_Required task a:_ In the MAGMA source file below, what does the work array hold as the final result of the auxiliary function ssplit_diag_block_invert?

/*
    -- MAGMA (version 2.0) --
       Univ. of Tennessee, Knoxville
       Univ. of California, Berkeley
       Univ. of Colorado, Denver
       @date

       @author Stan Tomov
       @author Mark Gates

       @generated from src/zgeqrf_gpu.cpp, normal z -> s, Fri Sep 19 13:52:17 2025
*/
#include "magma_internal.h"

/***************************************************************************//**
    Auxiliary function: "A" is pointer to the current panel holding the
    Householder vectors for the QR factorization of the panel. This routine
    puts ones on the diagonal and zeros in the upper triangular part of "A".
    The upper triangular values are stored in work.

    Then, the inverse is calculated in place in work, so as a final result,
    work holds the inverse of the upper triangular diagonal block.
*******************************************************************************/
void ssplit_diag_block_invert(
    magma_int_t ib, float *A, magma_int_t lda,
    float *work )
{
    const float c_zero = MAGMA_S_ZERO;
    const float c_one  = MAGMA_S_ONE;

    magma_int_t i, j, info;
    float *cola, *colw;

    for (i=0; i < ib; i++) {
        cola = A    + i*lda;
        colw = work + i*ib;
        for (j=0; j < i; j++) {
            colw[j] = cola[j];
            cola[j] = c_zero;
        }
        colw[i] = cola[i];
        cola[i] = c_one;
    }
    lapackf77_strtri( MagmaUpperStr, MagmaNonUnitStr, &ib, work, &ib, &info );
}

/***************************************************************************//**
    Purpose
    -------
    SGEQRF computes a QR factorization of a real M-by-N matrix A:
    A = Q * R.

    This version stores the triangular dT matrices used in
    the block QR factorization so that they can be applied directly (i.e.,
    without being recomputed) later. As a result, the application
    of Q is much faster. Also, the upper triangular matrices for V have 0s
    in them. The corresponding parts of the upper triangular R are inverted and
    stored separately in dT.

    Arguments
    ---------
    @param[in]
    m       INTEGER
            The number of rows of the matrix A.  M >= 0.

    @param[in]
    n       INTEGER
            The number of columns of the matrix A.  N >= 0.

    @param[in,out]
    dA      REAL array on the GPU, dimension (LDDA,N)
            On entry, the M-by-N matrix A.
            On exit, the elements on and above the diagonal of the array
            contain the min(M,N)-by-N upper trapezoidal matrix R (R is
            upper triangular if m >= n); the elements below the diagonal,
            with the array TAU, represent the orthogonal matrix Q as a
            product of min(m,n) elementary reflectors (see Further
            Details).

_Given data:_

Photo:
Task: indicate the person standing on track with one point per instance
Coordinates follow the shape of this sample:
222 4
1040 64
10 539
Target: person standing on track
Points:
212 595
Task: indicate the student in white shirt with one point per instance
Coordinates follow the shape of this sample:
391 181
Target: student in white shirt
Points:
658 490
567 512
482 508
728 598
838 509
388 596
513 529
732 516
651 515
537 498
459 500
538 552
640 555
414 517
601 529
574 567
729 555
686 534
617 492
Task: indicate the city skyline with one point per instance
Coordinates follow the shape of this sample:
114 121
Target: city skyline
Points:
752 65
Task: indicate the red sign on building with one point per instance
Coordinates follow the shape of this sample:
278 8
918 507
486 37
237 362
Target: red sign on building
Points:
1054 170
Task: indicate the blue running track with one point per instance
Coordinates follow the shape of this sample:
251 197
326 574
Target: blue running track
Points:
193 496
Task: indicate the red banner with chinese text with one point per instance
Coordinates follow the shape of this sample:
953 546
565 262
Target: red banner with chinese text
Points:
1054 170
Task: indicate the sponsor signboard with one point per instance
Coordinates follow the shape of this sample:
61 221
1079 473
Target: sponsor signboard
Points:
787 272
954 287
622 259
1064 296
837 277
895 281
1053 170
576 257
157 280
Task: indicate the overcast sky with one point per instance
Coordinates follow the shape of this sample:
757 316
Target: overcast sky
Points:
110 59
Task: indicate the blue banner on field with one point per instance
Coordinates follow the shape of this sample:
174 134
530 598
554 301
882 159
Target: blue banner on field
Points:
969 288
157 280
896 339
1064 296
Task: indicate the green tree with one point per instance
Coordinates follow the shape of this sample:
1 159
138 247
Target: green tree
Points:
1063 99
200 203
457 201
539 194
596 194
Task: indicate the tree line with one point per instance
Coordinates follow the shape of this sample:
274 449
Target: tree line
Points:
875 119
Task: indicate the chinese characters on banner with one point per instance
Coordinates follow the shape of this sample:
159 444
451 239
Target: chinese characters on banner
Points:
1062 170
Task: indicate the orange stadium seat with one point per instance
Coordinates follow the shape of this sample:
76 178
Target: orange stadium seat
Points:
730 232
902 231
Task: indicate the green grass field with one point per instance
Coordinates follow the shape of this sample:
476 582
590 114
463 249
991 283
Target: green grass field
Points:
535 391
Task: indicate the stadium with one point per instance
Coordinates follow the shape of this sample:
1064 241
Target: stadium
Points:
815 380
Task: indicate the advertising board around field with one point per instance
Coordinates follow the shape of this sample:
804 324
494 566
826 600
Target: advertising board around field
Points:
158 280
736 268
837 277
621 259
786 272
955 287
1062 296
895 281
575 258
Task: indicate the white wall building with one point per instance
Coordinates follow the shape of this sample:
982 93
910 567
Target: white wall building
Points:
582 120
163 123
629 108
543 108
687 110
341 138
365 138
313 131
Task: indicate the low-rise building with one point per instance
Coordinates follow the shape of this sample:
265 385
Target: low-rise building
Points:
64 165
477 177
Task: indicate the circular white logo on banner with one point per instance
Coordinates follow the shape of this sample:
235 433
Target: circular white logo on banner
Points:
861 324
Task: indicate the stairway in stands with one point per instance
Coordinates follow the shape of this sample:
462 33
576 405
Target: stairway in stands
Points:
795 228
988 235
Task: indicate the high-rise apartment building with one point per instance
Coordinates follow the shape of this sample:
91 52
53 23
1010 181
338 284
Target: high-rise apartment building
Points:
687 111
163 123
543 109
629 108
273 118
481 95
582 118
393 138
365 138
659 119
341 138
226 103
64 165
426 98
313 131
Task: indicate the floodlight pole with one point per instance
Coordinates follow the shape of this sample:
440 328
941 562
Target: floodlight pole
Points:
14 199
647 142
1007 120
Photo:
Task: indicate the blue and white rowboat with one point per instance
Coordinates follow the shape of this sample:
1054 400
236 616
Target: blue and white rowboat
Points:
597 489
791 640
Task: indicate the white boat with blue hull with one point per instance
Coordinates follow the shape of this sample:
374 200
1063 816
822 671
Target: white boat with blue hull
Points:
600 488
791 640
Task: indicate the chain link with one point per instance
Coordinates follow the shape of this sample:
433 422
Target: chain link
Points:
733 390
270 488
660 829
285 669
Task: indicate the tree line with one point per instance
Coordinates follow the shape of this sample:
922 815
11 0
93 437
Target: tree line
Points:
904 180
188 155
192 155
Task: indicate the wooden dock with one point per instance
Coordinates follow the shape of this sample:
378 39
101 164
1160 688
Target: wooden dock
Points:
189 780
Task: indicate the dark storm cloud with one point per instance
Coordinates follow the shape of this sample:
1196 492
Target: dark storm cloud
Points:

_Required task b:_ Duplicate the entries above verbatim, beginning at the line that contains "Task: indicate the wooden" and continuing through the last line of the entries.

_Written answer a:_ The inverse of the upper triangular diagonal block.

_Written answer b:_
Task: indicate the wooden dock with one point per instance
Coordinates follow the shape of this sample:
378 39
101 164
1160 688
Target: wooden dock
Points:
189 780
Task: indicate the dark storm cloud with one point per instance
Coordinates follow the shape of this sample:
1196 492
Target: dark storm cloud
Points:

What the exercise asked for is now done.